== Problem description ==
Exactly the lines from the beginning of the records below through the line with "negative clicks: (7, 231) (166, 12)" must be given again, without pictures.

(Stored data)
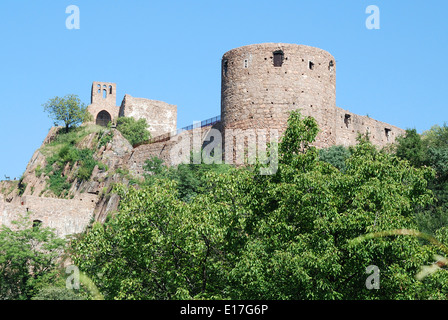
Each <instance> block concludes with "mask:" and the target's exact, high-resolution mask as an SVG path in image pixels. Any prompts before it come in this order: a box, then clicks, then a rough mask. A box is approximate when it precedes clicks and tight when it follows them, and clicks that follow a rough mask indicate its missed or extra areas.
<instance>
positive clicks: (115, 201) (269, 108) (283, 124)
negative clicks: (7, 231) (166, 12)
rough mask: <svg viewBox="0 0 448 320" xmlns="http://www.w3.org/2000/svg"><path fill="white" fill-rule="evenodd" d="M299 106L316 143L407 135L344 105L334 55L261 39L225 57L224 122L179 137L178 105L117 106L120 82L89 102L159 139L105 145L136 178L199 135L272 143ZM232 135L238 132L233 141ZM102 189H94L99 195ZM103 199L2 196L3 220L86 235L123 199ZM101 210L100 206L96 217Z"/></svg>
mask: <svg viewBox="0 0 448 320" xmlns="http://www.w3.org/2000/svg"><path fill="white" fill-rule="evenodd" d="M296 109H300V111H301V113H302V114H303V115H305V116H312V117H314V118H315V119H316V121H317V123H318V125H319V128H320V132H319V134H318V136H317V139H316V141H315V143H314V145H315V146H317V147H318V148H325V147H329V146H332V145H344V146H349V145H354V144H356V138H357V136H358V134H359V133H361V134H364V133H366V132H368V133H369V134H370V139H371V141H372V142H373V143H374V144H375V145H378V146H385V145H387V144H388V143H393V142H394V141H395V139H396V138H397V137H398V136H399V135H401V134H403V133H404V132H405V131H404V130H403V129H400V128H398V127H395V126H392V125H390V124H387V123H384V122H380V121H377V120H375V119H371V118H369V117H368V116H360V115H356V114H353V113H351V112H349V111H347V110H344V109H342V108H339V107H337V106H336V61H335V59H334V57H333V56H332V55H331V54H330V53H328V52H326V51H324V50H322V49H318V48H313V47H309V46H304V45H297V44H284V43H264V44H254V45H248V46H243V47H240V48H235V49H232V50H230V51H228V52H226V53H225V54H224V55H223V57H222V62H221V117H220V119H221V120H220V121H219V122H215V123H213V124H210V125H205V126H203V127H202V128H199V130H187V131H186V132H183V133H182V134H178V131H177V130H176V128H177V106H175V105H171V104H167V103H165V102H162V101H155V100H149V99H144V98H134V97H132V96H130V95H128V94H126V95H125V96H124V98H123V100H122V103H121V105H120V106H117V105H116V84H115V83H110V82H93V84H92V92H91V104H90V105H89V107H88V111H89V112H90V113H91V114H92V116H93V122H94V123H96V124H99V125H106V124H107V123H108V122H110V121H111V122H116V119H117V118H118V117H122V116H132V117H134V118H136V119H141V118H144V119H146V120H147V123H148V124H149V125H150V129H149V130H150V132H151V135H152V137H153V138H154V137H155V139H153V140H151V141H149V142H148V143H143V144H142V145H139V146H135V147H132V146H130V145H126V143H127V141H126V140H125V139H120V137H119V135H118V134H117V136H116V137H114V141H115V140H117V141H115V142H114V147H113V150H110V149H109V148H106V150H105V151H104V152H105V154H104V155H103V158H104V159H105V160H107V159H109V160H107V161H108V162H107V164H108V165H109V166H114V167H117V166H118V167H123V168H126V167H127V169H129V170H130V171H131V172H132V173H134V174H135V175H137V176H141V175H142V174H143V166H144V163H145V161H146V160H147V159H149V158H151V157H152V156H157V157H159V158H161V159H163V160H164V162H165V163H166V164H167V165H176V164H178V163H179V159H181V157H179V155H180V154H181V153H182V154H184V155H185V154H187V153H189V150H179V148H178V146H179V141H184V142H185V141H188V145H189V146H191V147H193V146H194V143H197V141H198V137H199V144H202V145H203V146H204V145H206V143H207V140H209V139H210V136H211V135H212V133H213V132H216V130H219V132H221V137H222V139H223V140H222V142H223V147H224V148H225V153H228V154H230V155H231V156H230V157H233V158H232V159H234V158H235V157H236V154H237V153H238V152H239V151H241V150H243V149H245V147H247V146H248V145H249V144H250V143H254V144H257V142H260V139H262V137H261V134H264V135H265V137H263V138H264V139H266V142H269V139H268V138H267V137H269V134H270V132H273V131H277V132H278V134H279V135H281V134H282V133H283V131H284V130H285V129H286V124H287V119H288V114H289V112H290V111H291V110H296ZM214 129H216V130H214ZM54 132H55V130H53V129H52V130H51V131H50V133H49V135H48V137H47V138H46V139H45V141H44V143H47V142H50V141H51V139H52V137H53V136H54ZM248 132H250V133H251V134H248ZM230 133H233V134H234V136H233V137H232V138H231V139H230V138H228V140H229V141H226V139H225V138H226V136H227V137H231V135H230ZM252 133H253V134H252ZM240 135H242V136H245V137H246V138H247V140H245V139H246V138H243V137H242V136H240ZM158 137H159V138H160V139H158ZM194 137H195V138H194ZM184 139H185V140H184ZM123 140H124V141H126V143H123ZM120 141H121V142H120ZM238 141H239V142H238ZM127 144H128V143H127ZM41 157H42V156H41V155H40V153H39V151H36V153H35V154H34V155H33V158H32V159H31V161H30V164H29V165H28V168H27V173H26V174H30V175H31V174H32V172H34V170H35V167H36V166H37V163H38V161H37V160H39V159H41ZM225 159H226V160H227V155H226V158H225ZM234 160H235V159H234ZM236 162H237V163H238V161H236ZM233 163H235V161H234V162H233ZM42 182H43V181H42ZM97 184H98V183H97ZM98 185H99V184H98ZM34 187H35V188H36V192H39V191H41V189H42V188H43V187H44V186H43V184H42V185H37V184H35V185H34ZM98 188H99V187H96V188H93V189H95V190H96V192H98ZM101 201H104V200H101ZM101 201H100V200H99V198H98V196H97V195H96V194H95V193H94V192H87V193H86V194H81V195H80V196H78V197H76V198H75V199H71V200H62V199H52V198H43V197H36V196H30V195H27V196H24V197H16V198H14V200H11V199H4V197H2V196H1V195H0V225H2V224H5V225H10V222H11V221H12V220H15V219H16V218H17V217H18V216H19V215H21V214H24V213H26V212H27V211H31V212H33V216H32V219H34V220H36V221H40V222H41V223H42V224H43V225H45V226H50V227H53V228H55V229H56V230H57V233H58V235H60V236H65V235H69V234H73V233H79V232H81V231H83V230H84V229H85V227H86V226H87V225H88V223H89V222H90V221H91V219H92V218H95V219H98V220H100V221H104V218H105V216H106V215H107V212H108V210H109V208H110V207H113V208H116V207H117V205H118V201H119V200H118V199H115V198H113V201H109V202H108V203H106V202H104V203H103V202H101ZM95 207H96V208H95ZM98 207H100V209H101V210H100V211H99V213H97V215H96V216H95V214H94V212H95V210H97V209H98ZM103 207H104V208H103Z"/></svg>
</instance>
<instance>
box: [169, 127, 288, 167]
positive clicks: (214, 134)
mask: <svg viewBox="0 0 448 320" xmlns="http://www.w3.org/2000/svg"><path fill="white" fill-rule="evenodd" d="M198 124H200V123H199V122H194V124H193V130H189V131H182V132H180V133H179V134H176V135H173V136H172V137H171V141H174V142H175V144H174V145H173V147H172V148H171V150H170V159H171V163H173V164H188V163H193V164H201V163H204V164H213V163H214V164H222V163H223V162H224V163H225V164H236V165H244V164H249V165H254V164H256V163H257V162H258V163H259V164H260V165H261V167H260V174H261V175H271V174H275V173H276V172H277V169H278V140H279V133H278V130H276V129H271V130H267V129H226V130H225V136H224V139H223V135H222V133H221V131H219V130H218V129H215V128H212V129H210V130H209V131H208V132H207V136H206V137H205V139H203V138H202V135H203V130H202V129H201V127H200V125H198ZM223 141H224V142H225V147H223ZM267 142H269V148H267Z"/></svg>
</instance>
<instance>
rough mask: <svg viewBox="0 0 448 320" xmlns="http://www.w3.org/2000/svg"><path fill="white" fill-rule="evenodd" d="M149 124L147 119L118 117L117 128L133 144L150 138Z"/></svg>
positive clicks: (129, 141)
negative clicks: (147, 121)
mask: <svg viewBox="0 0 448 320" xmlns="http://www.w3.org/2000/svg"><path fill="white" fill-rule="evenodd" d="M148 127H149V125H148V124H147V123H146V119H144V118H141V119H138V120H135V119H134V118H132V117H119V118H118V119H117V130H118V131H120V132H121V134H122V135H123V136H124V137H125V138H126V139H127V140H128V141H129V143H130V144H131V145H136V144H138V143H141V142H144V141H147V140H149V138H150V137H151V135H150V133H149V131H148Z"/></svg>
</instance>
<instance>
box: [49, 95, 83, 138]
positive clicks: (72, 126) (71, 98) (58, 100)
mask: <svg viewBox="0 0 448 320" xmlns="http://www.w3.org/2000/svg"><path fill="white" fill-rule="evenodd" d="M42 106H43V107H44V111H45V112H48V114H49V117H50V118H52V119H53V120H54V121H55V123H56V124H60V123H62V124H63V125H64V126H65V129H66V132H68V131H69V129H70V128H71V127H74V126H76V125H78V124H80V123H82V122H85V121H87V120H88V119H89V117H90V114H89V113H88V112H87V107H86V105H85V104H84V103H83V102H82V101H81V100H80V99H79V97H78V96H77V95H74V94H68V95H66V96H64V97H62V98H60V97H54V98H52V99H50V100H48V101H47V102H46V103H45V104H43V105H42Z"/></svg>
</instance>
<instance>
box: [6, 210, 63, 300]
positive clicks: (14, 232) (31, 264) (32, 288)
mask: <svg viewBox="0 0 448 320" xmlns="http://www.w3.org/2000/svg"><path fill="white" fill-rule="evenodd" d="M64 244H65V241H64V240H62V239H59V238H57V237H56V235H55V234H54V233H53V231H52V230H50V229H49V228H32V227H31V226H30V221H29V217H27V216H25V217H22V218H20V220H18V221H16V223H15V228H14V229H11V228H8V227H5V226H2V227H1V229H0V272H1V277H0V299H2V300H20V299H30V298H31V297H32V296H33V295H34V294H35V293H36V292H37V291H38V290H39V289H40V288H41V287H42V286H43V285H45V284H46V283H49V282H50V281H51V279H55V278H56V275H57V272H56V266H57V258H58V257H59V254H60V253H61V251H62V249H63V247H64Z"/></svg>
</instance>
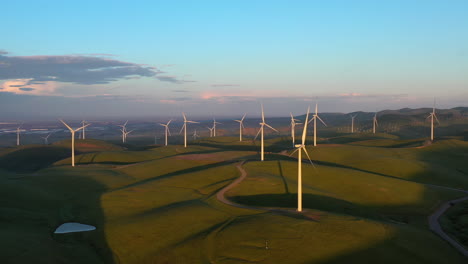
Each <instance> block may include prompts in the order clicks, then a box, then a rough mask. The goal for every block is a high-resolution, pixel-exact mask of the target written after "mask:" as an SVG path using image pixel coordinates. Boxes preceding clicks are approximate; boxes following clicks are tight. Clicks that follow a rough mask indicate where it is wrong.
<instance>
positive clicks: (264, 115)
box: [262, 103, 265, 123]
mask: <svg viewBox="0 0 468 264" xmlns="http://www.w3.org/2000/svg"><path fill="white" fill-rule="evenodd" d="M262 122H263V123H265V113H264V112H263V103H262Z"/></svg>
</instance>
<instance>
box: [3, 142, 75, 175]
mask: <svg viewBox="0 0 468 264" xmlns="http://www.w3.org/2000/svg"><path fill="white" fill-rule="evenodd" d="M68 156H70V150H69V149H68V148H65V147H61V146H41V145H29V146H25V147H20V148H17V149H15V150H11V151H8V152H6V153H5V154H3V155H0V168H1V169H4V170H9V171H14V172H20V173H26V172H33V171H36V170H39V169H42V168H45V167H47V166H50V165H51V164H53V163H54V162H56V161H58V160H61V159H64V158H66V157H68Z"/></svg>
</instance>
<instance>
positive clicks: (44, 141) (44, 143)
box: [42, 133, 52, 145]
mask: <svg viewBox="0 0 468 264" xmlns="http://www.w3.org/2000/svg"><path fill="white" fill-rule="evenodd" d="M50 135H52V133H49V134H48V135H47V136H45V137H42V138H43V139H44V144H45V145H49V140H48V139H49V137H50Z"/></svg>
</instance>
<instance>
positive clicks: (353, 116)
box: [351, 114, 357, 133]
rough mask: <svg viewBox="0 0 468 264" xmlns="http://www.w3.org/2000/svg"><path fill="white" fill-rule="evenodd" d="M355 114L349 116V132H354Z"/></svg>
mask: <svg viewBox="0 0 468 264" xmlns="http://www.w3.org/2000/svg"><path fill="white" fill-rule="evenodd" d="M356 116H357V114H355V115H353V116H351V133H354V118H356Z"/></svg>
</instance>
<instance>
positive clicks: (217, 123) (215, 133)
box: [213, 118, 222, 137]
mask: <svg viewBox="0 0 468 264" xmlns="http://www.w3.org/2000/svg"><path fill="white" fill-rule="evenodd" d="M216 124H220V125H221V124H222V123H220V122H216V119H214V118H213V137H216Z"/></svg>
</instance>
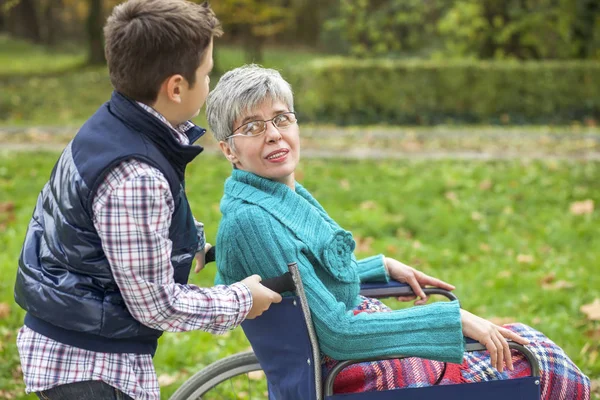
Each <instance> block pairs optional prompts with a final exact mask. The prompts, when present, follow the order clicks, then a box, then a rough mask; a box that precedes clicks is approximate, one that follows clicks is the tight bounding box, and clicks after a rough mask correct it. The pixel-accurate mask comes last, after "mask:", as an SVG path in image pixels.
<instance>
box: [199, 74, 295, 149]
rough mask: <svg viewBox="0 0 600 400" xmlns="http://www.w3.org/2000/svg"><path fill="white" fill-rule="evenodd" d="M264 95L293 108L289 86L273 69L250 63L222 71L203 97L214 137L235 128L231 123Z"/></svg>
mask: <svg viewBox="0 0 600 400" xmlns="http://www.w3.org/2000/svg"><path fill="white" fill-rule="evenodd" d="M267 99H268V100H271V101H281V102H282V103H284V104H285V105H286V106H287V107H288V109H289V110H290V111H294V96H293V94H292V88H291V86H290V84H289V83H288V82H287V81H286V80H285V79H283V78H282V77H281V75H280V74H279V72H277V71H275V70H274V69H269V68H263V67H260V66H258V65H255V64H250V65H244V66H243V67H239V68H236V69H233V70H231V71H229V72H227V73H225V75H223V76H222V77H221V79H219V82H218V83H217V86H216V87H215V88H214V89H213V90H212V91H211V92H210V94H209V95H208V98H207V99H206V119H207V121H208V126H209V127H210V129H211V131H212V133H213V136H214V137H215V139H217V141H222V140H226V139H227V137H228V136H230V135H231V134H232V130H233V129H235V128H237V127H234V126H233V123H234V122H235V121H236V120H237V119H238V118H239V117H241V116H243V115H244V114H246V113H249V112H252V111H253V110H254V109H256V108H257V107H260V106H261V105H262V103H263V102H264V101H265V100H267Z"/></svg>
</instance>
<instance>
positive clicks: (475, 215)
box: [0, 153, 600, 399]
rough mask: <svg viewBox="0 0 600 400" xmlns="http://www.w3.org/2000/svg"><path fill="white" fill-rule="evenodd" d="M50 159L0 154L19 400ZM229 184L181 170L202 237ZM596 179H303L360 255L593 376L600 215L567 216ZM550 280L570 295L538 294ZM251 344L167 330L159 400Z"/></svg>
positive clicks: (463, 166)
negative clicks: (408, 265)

== Answer space ==
Each <instance> block concludes with "mask:" and the target's exact, high-resolution mask as an SVG path in image pixels. Any prompts before it come in this order: a box, then clicks, then a rough mask. A box is approximate when it precedes clicks and tight when it follows them, and clicks that follow a rough mask indicate its missed or extra areas.
<instance>
positive clicks: (115, 201) (269, 108) (283, 124)
negative clicks: (7, 231) (166, 12)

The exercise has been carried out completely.